Extrait de page —
BEYROUTH: Israël a mené une série de frappes aériennes contre le sud et l'est du Liban vendredi matin, selon les médias officiels, l'armée israélienne affirmant viser des objectifs du Hezbollah pro-iranien dont un camp d'entrainement.

Malgré un cessez-le-feu conclu en novembre 2024 avec le groupe islamiste libanais, Israël continue de mener des attaques régulières contre le Hezbollah, l'accusant de se réarmer.

Selon l'Agence nationale d'information (Ani), les raids de vendredi, qualifiés en partie de "violents", ont visé une dizaine de lieux, certains situés à une trentaine de km de la frontière avec Israël.

Dans un communiqué, l'armée israélienne a affirmé avoir "frappé un complexe d'entrainement" de la force d'élite du Hezbollah, al-Radwan, où des membres de la formation chiite apprenaient "l'utilisation de différents types d'armes", devant servir dans "des attentats terroristes".

L'armée israélienne a également "frappé des infrastructures militaires supplémentaires du Hezbollah dans plusieurs régions du sud du Liban", a-t-elle ajouté.

Données à examiner —

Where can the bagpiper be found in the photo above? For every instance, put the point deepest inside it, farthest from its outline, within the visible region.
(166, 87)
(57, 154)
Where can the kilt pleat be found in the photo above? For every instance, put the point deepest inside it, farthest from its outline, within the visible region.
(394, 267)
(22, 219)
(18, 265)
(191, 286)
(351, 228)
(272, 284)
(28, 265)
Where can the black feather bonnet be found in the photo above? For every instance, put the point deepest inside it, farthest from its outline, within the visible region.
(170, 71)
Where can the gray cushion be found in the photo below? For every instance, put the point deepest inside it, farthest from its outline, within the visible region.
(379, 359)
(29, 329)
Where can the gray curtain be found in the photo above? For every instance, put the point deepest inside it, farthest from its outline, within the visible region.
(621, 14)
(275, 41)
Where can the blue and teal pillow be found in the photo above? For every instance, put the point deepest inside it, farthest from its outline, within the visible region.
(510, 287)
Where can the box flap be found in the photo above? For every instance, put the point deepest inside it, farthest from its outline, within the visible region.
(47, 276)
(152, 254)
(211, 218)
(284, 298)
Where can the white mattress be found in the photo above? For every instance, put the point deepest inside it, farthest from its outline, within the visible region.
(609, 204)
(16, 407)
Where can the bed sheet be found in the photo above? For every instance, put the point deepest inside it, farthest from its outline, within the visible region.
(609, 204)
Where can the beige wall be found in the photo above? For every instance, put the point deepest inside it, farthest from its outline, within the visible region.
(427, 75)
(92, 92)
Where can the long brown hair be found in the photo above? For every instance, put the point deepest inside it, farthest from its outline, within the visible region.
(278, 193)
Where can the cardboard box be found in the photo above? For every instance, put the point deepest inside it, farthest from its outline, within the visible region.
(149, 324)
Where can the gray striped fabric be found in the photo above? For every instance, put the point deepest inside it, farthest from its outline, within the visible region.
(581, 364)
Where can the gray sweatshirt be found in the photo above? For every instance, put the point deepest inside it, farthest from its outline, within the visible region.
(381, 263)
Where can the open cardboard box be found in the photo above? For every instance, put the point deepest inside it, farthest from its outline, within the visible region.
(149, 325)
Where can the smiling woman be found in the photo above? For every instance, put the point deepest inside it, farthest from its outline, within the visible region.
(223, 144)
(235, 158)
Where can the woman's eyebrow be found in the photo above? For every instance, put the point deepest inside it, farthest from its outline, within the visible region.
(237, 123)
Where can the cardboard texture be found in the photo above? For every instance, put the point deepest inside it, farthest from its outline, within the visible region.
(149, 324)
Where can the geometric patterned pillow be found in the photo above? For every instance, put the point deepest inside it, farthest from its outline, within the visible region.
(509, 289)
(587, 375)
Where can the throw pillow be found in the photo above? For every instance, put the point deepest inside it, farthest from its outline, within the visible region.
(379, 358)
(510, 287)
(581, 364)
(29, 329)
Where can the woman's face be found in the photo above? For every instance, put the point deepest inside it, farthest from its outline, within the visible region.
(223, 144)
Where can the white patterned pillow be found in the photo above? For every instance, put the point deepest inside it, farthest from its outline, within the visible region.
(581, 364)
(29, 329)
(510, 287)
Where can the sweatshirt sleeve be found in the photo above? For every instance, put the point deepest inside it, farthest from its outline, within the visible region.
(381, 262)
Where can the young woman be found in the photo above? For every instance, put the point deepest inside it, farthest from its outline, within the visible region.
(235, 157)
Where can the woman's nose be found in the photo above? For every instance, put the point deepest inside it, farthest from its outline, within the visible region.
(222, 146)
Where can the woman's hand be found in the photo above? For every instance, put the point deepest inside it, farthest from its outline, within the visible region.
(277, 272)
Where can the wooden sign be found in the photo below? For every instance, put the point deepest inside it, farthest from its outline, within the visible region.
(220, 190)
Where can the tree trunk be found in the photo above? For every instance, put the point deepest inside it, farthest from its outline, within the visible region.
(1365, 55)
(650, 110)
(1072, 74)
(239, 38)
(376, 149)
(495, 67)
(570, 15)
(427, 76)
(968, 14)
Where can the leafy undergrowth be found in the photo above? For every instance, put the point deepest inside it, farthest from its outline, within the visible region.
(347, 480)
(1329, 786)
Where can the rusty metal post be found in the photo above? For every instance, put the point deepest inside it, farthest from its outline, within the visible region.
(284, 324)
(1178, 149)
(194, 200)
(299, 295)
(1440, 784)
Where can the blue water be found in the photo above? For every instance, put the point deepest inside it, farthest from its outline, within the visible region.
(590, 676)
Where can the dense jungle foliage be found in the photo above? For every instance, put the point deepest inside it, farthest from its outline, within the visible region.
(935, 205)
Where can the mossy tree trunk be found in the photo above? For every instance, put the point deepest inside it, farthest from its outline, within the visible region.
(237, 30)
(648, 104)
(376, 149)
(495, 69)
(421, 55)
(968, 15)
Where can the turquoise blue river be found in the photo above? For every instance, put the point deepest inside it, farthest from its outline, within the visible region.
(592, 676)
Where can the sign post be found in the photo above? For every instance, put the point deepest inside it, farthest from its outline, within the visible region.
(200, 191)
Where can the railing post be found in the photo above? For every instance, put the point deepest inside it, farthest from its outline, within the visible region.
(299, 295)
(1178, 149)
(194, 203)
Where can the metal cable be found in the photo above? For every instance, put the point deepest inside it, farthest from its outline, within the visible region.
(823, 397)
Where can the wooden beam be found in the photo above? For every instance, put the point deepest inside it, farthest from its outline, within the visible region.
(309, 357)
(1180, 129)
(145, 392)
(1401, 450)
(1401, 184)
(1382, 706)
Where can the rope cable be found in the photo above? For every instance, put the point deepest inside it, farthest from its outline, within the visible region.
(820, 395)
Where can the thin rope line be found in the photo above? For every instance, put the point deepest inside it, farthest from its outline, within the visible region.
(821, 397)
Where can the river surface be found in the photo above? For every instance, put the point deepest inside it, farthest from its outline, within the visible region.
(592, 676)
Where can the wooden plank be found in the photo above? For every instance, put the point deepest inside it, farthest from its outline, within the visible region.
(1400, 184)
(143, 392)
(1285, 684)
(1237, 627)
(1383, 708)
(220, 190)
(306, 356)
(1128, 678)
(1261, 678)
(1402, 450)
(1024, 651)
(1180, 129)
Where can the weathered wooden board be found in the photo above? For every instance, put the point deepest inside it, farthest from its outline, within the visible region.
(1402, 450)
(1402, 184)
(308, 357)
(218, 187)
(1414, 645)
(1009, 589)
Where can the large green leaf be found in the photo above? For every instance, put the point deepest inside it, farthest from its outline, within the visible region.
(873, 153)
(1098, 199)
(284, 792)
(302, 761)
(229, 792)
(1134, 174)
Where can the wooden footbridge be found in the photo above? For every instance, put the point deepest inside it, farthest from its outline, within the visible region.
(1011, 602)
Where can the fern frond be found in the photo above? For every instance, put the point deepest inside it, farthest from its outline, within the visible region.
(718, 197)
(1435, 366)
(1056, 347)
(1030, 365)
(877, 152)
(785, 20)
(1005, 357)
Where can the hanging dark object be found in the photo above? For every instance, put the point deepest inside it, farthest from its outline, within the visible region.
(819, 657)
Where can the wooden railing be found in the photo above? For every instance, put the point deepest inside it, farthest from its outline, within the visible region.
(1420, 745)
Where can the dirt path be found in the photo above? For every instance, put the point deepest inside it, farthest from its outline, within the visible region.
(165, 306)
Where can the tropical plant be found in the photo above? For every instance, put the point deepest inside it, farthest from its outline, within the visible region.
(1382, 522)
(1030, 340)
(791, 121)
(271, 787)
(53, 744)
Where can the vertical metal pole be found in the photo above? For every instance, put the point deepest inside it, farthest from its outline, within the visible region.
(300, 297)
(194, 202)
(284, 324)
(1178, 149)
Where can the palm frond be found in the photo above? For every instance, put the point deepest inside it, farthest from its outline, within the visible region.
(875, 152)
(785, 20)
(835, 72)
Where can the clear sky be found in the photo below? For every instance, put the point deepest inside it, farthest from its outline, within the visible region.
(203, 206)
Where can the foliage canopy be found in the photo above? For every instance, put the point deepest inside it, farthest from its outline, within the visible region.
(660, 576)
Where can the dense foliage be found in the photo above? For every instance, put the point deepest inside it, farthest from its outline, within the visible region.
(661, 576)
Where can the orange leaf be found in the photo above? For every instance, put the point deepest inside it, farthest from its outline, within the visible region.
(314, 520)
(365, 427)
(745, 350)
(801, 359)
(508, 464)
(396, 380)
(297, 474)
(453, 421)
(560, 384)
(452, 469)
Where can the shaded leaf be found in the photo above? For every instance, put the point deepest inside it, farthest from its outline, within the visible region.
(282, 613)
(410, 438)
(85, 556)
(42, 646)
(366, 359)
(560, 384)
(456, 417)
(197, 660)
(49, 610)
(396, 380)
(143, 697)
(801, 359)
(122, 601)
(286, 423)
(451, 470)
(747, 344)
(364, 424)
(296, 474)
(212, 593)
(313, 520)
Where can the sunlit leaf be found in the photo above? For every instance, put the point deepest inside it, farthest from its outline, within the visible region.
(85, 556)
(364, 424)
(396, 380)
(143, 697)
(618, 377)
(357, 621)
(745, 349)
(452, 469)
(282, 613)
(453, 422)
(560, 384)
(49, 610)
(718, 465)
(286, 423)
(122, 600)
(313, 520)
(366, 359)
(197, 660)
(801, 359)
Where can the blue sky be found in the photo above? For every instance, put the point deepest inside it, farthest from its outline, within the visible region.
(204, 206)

Questions —
A. Recopiez le passage de l'article sur les frappes israéliennes au Liban qui va de « Selon l'Agence nationale » jusqu'à « frontière avec Israël. ».
B. D'après l'article sur les frappes israéliennes au Liban, combien de lieux les raids de vendredi ont-ils visés selon l'Agence nationale d'information ?
C. Rédigez la suite de l'article sur les frappes israéliennes au Liban, en commençant après sa dernière phrase.

Réponses —
A.
Selon l'Agence nationale d'information (Ani), les raids de vendredi, qualifiés en partie de "violents", ont visé une dizaine de lieux, certains situés à une trentaine de km de la frontière avec Israël.

B. Une dizaine de lieux.

C.
L'aviation israélienne avait déjà visé certains des mêmes sites en début de semaine.

Ces frappes interviennent alors que l'armée libanaise doit achever le démantèlement le 31 décembre des infrastructures militaires du Hezbollah entre la frontière israélienne et le fleuve Litani, situé à une trentaine de km plus au nord, conformément à l'accord de cessez-le-feu.

Les zones visées vendredi se trouvent pour la plupart au nord du fleuve.

Le Hezbollah a été très affaibli par la guerre, avec notamment l'assassinat de son chef historique, Hassan Nasrallah, par une frappe israélienne en septembre 2024 à Beyrouth.

Depuis, les Etats-Unis ont accru la pression sur les autorités libanaises pour désarmer le groupe.